Task item: Starting with the line that contains "Expected output: for each instance of the distant" and ending with the final line of the data below, print those lines exactly and nothing else.

Information:

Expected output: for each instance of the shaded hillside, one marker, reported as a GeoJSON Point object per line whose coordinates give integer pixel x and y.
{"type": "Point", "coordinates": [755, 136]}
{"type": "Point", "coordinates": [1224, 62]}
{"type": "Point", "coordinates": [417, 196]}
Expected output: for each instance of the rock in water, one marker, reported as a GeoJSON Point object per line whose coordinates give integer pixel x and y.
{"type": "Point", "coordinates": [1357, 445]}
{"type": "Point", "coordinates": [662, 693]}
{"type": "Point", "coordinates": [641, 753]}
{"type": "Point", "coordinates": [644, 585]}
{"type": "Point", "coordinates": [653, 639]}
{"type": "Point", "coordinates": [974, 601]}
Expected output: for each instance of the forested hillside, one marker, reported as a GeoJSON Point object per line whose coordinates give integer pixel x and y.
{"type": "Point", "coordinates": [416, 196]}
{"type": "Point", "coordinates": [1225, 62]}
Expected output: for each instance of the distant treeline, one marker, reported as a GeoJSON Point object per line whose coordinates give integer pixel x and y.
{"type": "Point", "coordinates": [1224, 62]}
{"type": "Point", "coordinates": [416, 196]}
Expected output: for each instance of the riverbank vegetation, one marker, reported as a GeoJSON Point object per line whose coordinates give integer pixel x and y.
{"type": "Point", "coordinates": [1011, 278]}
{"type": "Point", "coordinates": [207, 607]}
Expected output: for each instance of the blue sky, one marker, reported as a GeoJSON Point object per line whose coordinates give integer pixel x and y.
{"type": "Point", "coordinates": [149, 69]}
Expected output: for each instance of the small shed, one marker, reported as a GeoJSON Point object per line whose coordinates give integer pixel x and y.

Output of the exercise:
Expected output: for each instance of the distant treeline, one marker, reported as a GeoJSON Point object per line whose coordinates give integer pixel x and y.
{"type": "Point", "coordinates": [1224, 62]}
{"type": "Point", "coordinates": [416, 196]}
Expected output: for each instance of the riverbank vegetation, one marker, reported as a GeoJSON Point object per line whose coordinates give integer pixel x and y.
{"type": "Point", "coordinates": [1011, 278]}
{"type": "Point", "coordinates": [207, 607]}
Expected output: for each instance of the blue sky, one marker, reported as a GeoJSON Point object per line whose coordinates give integer pixel x and y.
{"type": "Point", "coordinates": [149, 69]}
Expected output: for each instance of the small shed, one marker, reported as a GeoJSON Point object per line whose coordinates give integer pixel x and y.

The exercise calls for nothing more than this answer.